Texte source:
Le risque est que l'AAH soit alors conçue comme une sorte de RMI " consolidé " , ce qui constitue un dévoiement du dispositif , d'autant plus que les structures de réinsertion pour les personnes handicapées ne présentent pas les mêmes caractéristiques que celles qui s'avèrent efficaces auprès des personnes en situation de difficulté économique .

Certaines associations s'inquiètent en outre que la notion du handicap ne soit ainsi élargie et dénaturée.

2. Les dysfonctionnements des COTOREP

Les commissions techniques d'orientation et de reclassement professionnel (COTOREP) sont au coeur du dispositif d'attribution de l'AAH.

Pour apprécier l'incapacité, les COTOREP se réfèrent au guide-barème annexé au décret n° 93-1216 du 4 novembre 1993. Basé sur les concepts proposés par l'organisation mondiale de la santé, ce guide-barème s'appuie sur la notion de déficience, c'est-à-dire des pertes de substance ou des altérations d'une structure ou d'une fonction psychologique, physiologique ou cognitive. La déficience peut être provisoire ou définitive ; elle peut être congénitale ou acquise.

Ce guide ne repose pas sur l'application d'un taux à chaque lésion, mais sur la prise en compte des difficultés que la déficience engendre dans la vie quotidienne.

En conséquence, toute personne peut bénéficier de l'AAH dès lors qu'elle est reconnue handicapée par la COTOREP qui apprécie, sous réserve du contrôle ultérieur éventuel du juge, d'une part le taux d'incapacité, d'autre part la possibilité, compte tenu du handicap, de se procurer un emploi.

Ce rapport d'enquête de l'IGF et de l'IGAS sur l'AAH présente un certain nombre de dysfonctionnements :

- l'attribution de l'AAH étant de nature principalement médical, le caractère collégial des décisions d'attribution de l'AAH apparaît largement comme une fiction ;

- la coordination est faible en matière d'échanges d'informations entre CAF et COTOREP. Il n'existe pas de contrôle informatisé systématique entre les fichiers des CAF des CPAM et des COTOREP pour contrôler les limites de cumul en matière d'invalidité ;

- les médecins vacataires des COTOREP, face au nombre important de dossiers à traiter, sont très largement conduits à se reposer sur les dossiers transmis par le médecin traitant. Face à la pression de la demande, le processus de décision apparaît peu encadré.

Données d'ancrage texte-région:
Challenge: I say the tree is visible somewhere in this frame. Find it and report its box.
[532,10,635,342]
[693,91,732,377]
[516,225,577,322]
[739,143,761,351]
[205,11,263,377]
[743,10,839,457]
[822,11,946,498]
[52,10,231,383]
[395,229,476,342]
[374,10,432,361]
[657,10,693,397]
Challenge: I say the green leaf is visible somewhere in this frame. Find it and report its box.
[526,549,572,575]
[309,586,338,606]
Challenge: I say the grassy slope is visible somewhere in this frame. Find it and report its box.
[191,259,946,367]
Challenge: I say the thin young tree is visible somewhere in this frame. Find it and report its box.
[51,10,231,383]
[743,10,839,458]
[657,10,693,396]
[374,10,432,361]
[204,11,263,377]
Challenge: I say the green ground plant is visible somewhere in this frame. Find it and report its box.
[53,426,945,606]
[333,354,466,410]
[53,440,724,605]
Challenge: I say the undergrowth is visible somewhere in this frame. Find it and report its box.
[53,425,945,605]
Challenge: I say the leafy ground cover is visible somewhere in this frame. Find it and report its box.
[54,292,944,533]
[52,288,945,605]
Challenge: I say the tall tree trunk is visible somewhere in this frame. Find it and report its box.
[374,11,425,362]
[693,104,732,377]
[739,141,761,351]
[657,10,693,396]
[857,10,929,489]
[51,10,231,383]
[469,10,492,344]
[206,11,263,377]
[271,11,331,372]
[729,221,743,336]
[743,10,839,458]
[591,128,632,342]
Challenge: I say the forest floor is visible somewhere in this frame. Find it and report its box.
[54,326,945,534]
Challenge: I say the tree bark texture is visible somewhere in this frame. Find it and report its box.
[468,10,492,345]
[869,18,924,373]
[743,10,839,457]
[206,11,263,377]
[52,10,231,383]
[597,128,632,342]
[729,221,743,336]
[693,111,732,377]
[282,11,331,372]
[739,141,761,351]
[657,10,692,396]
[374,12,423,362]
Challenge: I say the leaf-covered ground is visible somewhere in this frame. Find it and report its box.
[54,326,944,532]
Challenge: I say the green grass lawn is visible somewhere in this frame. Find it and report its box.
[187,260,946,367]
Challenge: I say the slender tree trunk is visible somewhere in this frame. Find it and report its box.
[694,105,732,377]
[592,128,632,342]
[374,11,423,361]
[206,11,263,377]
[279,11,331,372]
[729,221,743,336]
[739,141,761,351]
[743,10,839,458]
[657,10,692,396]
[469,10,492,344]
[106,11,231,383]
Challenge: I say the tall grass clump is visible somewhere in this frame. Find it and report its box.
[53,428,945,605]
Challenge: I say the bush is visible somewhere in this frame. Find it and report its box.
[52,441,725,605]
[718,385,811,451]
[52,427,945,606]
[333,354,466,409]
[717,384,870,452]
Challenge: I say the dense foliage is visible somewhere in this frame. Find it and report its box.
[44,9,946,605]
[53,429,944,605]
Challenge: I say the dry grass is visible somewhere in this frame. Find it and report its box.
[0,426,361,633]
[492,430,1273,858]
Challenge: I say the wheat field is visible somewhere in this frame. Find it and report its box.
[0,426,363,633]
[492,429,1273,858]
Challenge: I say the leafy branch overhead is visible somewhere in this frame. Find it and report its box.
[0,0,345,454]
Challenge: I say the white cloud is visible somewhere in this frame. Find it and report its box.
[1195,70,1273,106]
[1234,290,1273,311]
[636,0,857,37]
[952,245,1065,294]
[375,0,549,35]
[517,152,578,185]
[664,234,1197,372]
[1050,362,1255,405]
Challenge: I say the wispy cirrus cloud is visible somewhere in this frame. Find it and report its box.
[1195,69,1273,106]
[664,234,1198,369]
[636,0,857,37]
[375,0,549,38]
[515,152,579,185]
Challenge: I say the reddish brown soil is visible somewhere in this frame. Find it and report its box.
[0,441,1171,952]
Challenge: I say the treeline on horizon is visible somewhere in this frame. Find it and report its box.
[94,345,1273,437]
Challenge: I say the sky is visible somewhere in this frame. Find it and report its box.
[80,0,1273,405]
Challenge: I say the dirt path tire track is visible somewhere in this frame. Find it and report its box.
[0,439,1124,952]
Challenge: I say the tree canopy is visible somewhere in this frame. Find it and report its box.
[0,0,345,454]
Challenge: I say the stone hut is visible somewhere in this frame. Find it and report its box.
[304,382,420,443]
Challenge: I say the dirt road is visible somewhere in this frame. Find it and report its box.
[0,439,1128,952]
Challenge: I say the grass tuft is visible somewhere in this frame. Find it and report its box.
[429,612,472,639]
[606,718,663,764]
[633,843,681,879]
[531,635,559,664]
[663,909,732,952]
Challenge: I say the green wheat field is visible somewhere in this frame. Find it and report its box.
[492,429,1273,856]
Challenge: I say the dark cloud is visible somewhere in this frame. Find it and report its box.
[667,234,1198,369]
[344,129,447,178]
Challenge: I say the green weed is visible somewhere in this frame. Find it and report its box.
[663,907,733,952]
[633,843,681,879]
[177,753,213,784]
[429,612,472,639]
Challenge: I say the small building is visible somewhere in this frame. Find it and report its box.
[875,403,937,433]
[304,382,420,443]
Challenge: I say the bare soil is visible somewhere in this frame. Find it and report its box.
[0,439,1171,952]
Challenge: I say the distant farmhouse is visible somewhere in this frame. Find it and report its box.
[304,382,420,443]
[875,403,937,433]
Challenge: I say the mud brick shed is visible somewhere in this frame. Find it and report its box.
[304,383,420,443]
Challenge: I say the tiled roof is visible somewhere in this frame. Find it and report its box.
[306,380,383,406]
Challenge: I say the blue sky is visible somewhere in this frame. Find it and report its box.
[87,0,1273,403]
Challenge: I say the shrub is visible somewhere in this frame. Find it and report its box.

Consignes:
a: Répondez à ces questions d'après le texte sur l'AAH :
(i) À quel décret le guide-barème utilisé par les COTOREP est-il annexé ?
(ii) Sur quels concepts ce guide-barème est-il basé ?
(iii) D'après le rapport de l'IGF et de l'IGAS, sur quels dossiers les médecins vacataires des COTOREP se reposent-ils très largement ?
b: Poursuivez le texte sur l'AAH et les COTOREP à la suite de sa dernière phrase.
Ces enregistrements proviennent d'une autre source que le texte.

Réponses dans l'ordre:
a:
(i) Au décret n° 93-1216 du 4 novembre 1993.
(ii) Sur les concepts proposés par l'organisation mondiale de la santé.
(iii) Sur les dossiers transmis par le médecin traitant.

b:
- l'attribution de l'AAH fait l'objet de fortes disparités départementales : plus le nombre de dossiers traités par rapport à la population est élevé, plus les COTOREP reconnaissent des taux d'incapacité supérieurs à 80 % accentuant le bénéfice de l'AAH.

En revanche, plus le taux de chômage est élevé dans le département ou plus le pourcentage d'allocataires du RMI est important, plus les COTOREP reconnaissent des taux d'incapacité compris entre 50 % et 79 %.

Il manque en réalité une vraie structure de coordination des COTOREP qui fonctionnent indépendamment les unes des autres et attribuent l'AAH dans la plus grande diversité.


Au cours de l'audition en commission, il a été précisé que les COTOREP devaient faire l'objet d'un effort " important " par la création de 20 emplois budgétaires et la mise en place de 9 millions de francs de crédits de vacation.

En fait, le dispositif des COTOREP appelle aujourd'hui une réforme plus fondamentale.

Les disparités départementales doivent être atténuées en donnant plus de cohérence aux évaluations faites par les organismes qui doivent être constitués en un réseau mieux coordonné s'appuyant sur des doctrines et des pratiques homogènes.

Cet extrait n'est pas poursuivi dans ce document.